*Schriftliche Aufgabe 1*: In welchem Abstand soll die Bundesregierung laut dem Textauszug zum Verkehrslärm dem Deutschen Bundestag nach dem ersten Bericht fortlaufend berichten?

Vor diesem Hintergrund haben die Länder den Bund gebeten, im BImSchG verkehrsträgerübergreifende Regelungen für den Schutz gegen Lärm an Straßen und Schienenwegen zu schaffen und bei der Ermittlung der Geräuschbelastung in dem zu betrachteten Straßenabschnitt oder Schienenweg die Vorbelastung durch die Geräusche anderer Straßen- und Schienenwege zu berücksichtigen.
Mit der aktuellen Änderung der 16. BImSchV soll ein erster Schritt in Richtung Gesamtlärmbetrachtung erfolgen.
4. Zu Artikel 1 Nummer 01 - neu - (§ 2 Absatz 5 - neu -)
In Artikel 1 ist vor Nummer 1 folgende Nummer 0 1 einzufügen:
- '01. Dem § 2 wird folgender Absatz 5 angefügt:
(5) Die Bundesregierung erstattet spätestens im Jahre ... (einsetzen: Jahreszahl des zehnten auf die Verkündung folgenden Kalenderjahres) und dann fortlaufend alle zehn Jahre dem Deutschen Bundestag Bericht über die Durchführung der Verordnung. In dem Bericht wird insbesondere dargestellt, ob die in § 2 Absatz 1 genannten Immissionsgrenzwerte dem Stand der Lärmwirkungsforschung entsprechen und ob weitere Maßnahmen zum Schutz vor schädlichen Umwelteinwirkungen durch Verkehrsgeräusche erforderlich sind."'
Begründung:
Zurzeit gibt es zahlreiche Fragestellungen, die bis zum Zeitpunkt der Vorlage der Verordnung noch nicht abschließend geklärt werden konnten, z.B. die Gewährleistung eines ausreichenden Nachtschlafs beim Schienenverkehr, der Umrüstungsgrad der Güterwagen mit Verbundstoff-Klotzbremsen sowie die Emissionsansätze beim Schienenverkehr. Auch besteht langfristig die Notwendigkeit, harmonisierte Berechnungsmethoden bzw. eine umfassende Gesamtlärmbetrachtung einzuführen. Die Erfahrungen aus der Praxis sowie die Ergebnisse der aktuellen Forschung sollten zukünftig in der 16. BImSchV laufend Berücksichtigung finden.

*Zeilen zur Übung*:

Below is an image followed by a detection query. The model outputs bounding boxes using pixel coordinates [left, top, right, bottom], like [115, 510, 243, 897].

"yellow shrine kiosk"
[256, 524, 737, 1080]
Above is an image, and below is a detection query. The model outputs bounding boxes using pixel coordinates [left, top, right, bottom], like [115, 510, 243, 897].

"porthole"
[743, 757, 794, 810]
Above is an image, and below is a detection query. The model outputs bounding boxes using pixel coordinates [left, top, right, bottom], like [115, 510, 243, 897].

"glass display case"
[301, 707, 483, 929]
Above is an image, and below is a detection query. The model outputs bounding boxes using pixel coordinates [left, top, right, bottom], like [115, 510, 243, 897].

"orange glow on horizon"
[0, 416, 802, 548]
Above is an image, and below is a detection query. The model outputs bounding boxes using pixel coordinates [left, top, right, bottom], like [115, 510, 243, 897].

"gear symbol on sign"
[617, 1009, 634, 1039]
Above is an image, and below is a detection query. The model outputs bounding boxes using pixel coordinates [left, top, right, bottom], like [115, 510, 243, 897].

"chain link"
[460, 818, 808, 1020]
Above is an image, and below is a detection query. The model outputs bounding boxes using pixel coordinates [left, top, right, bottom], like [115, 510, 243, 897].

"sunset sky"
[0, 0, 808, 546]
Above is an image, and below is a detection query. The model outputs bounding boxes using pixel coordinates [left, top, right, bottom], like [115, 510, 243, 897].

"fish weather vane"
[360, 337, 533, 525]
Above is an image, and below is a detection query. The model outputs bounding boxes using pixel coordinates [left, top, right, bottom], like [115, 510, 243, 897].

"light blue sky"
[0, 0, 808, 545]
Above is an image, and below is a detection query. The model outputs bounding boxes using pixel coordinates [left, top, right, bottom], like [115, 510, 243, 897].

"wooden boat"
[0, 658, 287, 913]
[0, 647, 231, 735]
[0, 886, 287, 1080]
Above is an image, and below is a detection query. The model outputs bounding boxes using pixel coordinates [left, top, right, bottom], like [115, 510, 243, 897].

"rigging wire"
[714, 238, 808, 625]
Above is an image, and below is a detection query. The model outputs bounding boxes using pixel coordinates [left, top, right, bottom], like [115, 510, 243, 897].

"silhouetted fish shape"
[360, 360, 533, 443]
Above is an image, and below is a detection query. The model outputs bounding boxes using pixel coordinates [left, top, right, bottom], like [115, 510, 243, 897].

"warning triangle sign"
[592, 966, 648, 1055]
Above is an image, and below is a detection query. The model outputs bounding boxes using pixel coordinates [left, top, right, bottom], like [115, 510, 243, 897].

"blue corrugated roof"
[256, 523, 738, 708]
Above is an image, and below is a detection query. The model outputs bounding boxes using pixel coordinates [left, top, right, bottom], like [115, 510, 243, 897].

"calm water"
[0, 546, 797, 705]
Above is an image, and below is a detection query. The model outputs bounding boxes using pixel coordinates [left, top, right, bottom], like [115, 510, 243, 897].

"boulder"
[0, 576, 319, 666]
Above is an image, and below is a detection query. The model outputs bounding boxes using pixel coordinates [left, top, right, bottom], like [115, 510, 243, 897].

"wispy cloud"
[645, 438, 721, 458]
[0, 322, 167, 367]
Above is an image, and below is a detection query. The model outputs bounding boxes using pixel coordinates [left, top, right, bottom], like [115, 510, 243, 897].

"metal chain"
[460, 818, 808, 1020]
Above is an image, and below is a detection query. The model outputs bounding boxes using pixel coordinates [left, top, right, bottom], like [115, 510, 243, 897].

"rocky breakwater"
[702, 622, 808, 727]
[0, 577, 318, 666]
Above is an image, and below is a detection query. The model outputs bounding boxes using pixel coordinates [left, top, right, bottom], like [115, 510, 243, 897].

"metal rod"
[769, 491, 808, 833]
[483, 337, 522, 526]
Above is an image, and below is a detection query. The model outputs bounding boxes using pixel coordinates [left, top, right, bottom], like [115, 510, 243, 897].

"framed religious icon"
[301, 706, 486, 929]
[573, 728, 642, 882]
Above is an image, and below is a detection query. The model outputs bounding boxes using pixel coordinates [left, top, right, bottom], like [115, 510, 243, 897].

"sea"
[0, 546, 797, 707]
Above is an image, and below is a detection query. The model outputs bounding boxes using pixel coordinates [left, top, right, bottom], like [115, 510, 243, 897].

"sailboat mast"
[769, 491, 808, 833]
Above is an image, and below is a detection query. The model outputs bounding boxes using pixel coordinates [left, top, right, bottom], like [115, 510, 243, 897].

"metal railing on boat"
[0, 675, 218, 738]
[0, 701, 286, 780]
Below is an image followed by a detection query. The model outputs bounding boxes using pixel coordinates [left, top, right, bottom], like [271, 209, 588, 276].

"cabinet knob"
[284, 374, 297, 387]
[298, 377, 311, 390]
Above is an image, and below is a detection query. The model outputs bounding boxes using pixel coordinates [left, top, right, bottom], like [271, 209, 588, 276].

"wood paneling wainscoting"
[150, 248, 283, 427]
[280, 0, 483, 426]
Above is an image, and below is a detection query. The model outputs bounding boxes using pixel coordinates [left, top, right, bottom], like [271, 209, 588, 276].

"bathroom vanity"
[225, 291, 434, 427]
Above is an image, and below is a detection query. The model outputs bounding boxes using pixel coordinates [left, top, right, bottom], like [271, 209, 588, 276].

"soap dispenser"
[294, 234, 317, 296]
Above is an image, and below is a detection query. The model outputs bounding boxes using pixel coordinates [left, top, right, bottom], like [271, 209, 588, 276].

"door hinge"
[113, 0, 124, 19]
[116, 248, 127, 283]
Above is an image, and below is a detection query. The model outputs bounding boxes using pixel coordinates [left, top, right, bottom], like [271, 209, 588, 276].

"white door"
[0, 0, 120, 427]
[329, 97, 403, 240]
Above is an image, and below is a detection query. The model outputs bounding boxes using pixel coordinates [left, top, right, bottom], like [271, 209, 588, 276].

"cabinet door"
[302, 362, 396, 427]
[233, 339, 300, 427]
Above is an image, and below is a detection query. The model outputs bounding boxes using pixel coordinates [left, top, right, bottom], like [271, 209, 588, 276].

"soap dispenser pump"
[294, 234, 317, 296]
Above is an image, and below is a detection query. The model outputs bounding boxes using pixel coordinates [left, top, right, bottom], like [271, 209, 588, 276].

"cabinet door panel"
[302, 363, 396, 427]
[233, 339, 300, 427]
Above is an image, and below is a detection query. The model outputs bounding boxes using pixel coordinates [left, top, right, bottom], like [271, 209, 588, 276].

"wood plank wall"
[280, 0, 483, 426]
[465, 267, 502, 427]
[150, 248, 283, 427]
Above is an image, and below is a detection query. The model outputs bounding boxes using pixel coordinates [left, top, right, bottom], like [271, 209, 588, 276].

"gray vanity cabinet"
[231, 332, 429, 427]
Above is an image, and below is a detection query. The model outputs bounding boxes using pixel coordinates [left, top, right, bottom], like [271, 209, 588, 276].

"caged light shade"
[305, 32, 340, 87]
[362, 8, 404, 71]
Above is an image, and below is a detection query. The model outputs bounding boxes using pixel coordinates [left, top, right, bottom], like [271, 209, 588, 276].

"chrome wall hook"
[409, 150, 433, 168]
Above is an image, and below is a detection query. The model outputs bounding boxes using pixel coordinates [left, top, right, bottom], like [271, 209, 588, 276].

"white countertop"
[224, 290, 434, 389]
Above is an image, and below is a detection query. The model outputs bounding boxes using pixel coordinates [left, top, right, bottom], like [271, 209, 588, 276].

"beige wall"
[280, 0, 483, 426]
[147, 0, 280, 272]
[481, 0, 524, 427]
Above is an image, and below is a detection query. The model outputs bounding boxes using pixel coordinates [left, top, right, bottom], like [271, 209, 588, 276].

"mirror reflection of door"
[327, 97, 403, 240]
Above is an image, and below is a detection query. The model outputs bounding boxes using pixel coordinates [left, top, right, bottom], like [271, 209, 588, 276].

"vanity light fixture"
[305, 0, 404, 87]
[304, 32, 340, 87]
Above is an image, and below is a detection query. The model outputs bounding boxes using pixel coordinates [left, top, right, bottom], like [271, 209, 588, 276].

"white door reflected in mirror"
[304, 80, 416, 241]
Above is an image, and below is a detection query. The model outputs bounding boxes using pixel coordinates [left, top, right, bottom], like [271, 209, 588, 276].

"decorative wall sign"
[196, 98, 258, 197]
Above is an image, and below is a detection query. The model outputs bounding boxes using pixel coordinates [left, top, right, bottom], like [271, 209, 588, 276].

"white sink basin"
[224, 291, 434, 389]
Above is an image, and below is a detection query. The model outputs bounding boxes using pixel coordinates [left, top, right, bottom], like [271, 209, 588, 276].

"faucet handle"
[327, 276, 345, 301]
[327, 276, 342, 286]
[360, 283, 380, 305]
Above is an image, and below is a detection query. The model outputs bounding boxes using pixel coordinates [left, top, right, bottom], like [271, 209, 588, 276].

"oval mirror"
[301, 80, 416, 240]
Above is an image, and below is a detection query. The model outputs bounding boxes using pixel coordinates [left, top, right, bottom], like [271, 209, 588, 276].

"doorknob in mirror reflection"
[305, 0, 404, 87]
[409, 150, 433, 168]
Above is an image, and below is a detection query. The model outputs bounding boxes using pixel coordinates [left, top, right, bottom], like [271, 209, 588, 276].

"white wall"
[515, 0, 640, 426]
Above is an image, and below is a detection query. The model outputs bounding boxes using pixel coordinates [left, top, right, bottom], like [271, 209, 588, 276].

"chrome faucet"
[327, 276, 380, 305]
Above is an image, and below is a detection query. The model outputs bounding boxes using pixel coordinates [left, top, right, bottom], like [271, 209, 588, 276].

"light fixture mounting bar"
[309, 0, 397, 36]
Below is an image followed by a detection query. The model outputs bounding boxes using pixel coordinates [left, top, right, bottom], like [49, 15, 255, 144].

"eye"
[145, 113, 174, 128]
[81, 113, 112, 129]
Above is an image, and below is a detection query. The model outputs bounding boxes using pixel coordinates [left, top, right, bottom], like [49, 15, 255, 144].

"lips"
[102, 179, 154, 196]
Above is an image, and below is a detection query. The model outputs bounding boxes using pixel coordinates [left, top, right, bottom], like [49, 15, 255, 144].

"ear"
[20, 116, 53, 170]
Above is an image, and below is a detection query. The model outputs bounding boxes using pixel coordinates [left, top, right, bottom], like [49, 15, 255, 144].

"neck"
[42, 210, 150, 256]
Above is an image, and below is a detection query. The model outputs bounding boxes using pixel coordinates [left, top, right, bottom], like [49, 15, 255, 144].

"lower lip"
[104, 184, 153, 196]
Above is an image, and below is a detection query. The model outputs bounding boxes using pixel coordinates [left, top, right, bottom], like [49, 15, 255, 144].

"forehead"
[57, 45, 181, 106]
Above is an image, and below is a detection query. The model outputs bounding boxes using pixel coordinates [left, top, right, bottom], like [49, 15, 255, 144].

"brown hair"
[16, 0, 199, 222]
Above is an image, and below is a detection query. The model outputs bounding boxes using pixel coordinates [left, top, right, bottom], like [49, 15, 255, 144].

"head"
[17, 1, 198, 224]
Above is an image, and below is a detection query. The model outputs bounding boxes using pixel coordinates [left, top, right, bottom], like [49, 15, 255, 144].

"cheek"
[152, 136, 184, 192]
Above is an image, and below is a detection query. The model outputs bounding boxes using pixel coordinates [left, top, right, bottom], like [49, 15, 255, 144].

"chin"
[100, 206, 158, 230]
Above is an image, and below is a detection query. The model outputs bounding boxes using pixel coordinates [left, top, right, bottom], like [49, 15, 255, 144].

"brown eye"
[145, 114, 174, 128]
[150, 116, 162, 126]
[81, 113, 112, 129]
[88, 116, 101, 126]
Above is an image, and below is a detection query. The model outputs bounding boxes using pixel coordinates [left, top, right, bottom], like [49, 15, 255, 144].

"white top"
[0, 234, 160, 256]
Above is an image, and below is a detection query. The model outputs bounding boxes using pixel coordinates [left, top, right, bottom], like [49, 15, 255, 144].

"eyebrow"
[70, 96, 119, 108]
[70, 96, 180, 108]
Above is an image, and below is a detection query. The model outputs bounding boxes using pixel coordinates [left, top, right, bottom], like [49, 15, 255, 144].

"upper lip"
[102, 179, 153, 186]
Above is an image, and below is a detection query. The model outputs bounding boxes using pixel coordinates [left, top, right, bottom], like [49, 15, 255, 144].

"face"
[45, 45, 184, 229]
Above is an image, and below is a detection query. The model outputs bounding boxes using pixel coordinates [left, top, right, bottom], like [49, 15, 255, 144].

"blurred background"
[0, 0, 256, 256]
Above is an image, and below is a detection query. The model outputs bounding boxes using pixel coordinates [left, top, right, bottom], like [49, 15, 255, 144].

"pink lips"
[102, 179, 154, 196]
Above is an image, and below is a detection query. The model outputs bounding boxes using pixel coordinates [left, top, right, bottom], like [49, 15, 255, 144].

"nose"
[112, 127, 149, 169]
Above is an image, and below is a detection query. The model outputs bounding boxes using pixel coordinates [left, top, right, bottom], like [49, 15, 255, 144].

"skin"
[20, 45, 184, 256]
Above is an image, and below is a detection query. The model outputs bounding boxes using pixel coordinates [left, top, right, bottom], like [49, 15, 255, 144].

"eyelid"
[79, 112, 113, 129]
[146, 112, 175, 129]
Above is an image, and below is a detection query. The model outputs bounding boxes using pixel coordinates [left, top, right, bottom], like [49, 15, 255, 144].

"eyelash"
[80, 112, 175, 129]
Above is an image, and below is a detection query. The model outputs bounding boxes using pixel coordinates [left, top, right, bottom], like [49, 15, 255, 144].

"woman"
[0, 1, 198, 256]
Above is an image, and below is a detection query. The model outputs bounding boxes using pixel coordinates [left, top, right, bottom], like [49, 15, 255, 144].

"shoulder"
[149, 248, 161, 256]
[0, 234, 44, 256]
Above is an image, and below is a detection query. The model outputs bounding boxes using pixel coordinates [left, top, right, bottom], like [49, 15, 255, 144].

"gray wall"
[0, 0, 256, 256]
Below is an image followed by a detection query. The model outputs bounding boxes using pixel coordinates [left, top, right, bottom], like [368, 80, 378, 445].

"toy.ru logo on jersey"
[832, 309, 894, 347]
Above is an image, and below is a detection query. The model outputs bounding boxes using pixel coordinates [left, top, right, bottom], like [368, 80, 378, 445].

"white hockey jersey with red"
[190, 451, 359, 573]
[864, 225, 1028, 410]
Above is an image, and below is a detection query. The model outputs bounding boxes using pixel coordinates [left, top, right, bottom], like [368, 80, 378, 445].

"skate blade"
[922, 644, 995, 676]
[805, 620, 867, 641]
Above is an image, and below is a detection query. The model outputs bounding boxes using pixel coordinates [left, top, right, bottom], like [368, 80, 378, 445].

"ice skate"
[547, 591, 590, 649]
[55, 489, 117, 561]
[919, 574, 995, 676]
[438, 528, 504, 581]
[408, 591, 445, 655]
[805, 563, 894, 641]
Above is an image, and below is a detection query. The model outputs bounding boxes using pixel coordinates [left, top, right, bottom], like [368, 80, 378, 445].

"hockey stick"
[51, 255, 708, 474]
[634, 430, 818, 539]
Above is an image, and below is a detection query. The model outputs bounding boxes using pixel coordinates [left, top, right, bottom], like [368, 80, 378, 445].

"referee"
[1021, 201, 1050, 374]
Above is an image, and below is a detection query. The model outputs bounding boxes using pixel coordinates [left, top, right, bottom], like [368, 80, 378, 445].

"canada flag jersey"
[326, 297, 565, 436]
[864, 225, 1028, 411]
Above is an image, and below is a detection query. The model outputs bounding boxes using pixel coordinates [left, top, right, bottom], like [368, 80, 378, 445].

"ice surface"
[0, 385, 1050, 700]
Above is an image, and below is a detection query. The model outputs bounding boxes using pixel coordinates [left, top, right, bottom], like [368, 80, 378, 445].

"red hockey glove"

*Schriftliche Aufgabe 2*: Aktualisiere die Zeilen ab ihrer ersten Zeile bis einschließlich der Zeile, die „[301, 707, 483, 929]“ enthält. Ersetze dort „detection query“ durch „search query“, lass alles andere unverändert und gib nur diese Zeilen aus.

*Ergebnis der Übung 1*: Alle zehn Jahre.

*Ergebnis der Übung 2*:
Below is an image followed by a search query. The model outputs bounding boxes using pixel coordinates [left, top, right, bottom], like [115, 510, 243, 897].

"yellow shrine kiosk"
[256, 524, 737, 1080]
Above is an image, and below is a search query. The model outputs bounding boxes using pixel coordinates [left, top, right, bottom], like [115, 510, 243, 897].

"porthole"
[743, 757, 794, 810]
Above is an image, and below is a search query. The model outputs bounding boxes using pixel coordinates [left, top, right, bottom], like [115, 510, 243, 897].

"glass display case"
[301, 707, 483, 929]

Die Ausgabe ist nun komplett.